Records shown:
################
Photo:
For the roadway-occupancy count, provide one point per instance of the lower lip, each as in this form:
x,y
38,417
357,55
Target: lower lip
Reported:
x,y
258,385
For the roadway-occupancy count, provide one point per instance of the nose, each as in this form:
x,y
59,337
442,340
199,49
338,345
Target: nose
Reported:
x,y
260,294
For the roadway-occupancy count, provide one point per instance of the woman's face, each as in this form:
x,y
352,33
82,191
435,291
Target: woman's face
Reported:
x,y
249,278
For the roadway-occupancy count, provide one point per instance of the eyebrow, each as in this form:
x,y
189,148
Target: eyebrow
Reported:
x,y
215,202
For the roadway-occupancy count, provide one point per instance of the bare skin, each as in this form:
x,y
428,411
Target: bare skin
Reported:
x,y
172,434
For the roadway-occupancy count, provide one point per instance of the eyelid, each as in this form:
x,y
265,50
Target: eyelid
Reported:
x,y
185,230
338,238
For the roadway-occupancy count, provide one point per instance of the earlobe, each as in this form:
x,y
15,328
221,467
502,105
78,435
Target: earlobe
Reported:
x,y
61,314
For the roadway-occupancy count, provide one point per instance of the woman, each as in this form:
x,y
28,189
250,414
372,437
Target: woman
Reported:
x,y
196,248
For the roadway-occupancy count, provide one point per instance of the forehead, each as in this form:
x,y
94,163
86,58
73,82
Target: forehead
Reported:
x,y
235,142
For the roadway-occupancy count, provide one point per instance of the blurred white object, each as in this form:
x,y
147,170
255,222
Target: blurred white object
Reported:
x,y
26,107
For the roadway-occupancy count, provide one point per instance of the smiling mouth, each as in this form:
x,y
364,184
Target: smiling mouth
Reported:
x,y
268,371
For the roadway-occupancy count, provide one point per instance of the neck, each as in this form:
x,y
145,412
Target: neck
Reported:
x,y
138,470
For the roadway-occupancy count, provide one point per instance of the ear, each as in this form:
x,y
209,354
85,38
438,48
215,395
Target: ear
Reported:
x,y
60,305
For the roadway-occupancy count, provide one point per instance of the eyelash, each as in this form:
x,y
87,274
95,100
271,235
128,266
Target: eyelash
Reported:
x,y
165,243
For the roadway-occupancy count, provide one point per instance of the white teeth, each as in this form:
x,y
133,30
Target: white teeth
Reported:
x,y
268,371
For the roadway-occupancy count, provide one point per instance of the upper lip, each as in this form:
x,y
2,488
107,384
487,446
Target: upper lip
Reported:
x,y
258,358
################
Exercise brief: Retype every entry without changing anything.

Answer space:
Photo:
For the roadway-occupancy count, provide one point per instance of the lower lip, each as in this form:
x,y
38,417
357,55
Target: lower lip
Reported:
x,y
258,385
For the roadway-occupancy count, provide one point per instance of the nose, each as in this form:
x,y
59,337
442,340
199,49
338,345
Target: nose
Reported:
x,y
260,294
For the roadway-occupancy count, provide one point per instance of the woman's face, each as in this form:
x,y
352,33
82,191
435,291
Target: woman's face
Reported:
x,y
249,278
For the roadway-occupancy count, provide one point per instance of the eyebrow, each as in this form:
x,y
189,148
Target: eyebrow
Reported:
x,y
215,202
For the roadway-occupancy count, provide one point per instance of the bare skin, each as in this form:
x,y
428,411
Target: bare skin
Reported:
x,y
172,434
For the roadway-occupancy count, provide one point per instance of the eyelid, each as in this form:
x,y
265,50
Target: eyelid
Reported:
x,y
185,230
338,238
For the roadway-occupancy count, provide one point per instance of the earlobe, each as in this form:
x,y
15,328
221,467
502,105
78,435
Target: earlobe
Reported:
x,y
61,314
For the roadway-occupancy count, provide one point per instance of the woman, each as in this form:
x,y
28,189
250,414
372,437
Target: woman
Reported:
x,y
196,248
For the roadway-occupancy count, provide one point per instance of the forehead, each as in this form:
x,y
94,163
86,58
73,82
Target: forehead
Reported:
x,y
235,142
For the roadway-occupancy count, provide one point per instance of the blurred white object, each as in this form:
x,y
147,170
255,222
Target: blurred white object
Reported:
x,y
26,107
For the roadway-occupancy count, provide one point per instance of the smiling mouth, each as in this form:
x,y
364,184
Target: smiling mouth
Reported:
x,y
268,371
For the roadway-occupancy count, provide one point per instance of the neck, each as in this form:
x,y
145,412
Target: neck
Reported:
x,y
138,470
For the roadway-occupancy count, provide one point per instance of the ear, each as in this form:
x,y
209,354
85,38
438,48
215,395
Target: ear
Reported:
x,y
60,305
For the roadway-occupancy count, provide one point per instance of the eyelash, each as in this form:
x,y
87,274
95,100
271,235
128,266
Target: eyelash
Reported:
x,y
165,243
For the roadway-occupancy count, provide one point per instance of the white teeth, each as in this form:
x,y
133,30
Target: white teeth
Reported:
x,y
268,371
For the roadway-occupancy count, provide one point per instance of the upper lip, each as in this form:
x,y
2,488
107,384
487,446
Target: upper lip
Reported:
x,y
258,358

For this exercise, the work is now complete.